PROBLEM DESCRIPTION
Where in the material does the word "below" appear? Copy each line that has it.

DATA IN THIS EXERCISE
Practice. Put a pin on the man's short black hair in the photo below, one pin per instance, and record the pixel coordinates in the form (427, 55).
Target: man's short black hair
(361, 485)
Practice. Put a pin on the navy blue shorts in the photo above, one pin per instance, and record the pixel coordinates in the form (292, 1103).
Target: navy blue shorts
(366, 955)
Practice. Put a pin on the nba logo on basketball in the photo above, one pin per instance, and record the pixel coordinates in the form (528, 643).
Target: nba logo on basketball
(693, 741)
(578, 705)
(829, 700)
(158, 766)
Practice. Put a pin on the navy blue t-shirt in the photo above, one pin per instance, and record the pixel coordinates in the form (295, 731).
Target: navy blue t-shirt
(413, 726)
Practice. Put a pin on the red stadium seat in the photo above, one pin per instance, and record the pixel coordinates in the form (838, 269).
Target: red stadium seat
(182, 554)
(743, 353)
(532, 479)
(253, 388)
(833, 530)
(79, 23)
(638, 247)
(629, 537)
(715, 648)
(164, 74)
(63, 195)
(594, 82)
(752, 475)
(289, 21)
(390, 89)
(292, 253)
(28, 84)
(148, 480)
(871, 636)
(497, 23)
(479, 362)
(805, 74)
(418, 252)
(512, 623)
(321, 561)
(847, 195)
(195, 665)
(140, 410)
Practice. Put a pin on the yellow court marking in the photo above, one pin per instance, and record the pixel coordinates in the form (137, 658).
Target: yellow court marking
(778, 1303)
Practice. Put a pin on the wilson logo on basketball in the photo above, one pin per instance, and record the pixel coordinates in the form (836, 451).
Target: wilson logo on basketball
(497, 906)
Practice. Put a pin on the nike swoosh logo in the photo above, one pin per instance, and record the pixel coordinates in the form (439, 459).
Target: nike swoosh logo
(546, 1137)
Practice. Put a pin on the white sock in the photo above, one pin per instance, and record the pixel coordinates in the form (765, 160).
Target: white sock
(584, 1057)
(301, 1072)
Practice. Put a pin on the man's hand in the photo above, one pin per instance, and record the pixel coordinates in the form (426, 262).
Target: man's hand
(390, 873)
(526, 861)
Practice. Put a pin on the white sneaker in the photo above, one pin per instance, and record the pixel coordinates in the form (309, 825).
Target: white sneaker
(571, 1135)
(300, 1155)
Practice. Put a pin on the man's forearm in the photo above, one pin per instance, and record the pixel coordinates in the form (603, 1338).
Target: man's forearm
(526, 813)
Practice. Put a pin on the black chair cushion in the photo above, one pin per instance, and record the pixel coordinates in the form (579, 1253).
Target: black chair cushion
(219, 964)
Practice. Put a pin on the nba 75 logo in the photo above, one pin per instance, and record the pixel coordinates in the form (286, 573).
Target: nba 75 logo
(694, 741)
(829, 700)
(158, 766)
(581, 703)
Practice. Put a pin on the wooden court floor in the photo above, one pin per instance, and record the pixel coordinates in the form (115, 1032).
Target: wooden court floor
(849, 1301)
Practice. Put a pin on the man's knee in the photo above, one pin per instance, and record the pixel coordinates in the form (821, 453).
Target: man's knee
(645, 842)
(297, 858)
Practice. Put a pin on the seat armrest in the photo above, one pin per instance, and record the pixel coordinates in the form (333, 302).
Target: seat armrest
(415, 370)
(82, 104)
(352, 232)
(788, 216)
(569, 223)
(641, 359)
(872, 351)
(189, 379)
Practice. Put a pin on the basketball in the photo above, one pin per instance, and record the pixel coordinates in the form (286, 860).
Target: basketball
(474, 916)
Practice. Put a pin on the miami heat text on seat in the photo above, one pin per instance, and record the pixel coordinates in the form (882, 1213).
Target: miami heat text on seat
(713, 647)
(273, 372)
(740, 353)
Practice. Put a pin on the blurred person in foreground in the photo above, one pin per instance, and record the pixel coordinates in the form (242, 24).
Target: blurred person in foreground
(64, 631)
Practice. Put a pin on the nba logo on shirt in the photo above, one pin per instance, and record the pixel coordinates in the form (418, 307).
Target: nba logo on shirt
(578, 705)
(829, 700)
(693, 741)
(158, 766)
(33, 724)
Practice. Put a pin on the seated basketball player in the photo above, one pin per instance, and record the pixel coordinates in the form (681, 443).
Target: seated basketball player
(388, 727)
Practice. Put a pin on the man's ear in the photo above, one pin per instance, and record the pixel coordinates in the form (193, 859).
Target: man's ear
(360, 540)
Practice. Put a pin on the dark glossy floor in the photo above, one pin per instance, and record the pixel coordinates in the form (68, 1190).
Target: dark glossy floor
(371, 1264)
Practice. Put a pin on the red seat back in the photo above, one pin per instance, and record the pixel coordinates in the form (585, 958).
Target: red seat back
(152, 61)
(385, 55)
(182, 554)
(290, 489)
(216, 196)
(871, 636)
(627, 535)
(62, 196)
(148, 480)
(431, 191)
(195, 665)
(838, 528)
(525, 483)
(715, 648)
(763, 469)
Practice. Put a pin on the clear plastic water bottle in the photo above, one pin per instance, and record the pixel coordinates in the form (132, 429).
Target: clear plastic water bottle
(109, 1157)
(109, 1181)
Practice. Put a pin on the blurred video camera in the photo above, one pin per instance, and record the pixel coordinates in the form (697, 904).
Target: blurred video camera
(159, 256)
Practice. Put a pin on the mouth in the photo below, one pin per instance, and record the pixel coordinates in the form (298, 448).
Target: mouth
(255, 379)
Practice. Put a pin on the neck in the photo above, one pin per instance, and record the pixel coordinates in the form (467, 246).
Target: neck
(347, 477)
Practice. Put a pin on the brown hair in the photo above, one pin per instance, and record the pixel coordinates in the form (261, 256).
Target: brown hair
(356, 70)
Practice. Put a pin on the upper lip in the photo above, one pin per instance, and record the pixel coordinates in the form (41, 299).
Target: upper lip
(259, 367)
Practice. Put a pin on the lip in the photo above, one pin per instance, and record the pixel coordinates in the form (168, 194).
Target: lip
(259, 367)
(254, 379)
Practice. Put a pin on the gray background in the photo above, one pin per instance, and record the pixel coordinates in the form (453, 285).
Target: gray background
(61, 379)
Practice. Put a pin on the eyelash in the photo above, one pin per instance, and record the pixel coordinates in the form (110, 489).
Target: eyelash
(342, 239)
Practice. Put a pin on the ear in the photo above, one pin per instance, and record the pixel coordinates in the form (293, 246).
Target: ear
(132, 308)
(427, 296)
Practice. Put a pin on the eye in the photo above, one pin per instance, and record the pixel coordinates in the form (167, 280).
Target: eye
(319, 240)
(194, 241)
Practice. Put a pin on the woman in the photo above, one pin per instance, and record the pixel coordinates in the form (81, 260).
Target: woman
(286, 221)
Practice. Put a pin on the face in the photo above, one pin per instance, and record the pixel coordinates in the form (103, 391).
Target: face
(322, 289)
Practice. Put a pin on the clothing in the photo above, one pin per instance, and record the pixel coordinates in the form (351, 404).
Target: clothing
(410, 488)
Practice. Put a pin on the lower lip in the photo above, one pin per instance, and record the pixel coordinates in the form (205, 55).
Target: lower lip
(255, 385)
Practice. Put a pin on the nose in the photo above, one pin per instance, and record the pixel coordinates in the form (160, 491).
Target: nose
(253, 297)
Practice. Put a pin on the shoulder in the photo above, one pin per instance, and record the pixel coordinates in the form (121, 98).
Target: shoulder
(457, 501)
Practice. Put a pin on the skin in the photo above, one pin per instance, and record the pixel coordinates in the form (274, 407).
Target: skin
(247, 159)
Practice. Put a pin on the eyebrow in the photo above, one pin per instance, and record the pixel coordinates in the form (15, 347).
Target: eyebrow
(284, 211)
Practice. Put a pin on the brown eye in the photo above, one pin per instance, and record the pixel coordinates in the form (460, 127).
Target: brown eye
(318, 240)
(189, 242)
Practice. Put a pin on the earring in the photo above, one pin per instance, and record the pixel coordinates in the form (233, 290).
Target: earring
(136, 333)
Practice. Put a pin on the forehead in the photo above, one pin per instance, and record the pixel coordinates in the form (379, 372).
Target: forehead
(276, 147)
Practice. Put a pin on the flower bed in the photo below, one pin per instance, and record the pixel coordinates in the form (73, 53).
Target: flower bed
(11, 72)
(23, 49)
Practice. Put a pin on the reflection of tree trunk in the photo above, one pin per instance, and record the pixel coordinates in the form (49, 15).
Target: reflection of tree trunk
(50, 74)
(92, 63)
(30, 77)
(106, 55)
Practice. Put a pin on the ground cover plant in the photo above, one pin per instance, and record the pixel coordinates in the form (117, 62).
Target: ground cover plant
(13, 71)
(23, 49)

ANSWER SECTION
Practice. Put a pin on the man's short black hair in the photo below, one pin per instance, and record the pixel coordinates in the form (427, 55).
Practice. Put a pin on the mouth in the photo below, one pin per instance, and record the pixel coordinates in the form (298, 448).
Practice. Put a pin on the flower bed in the photo below, one pin per instance, and record the pixel coordinates in the form (73, 53).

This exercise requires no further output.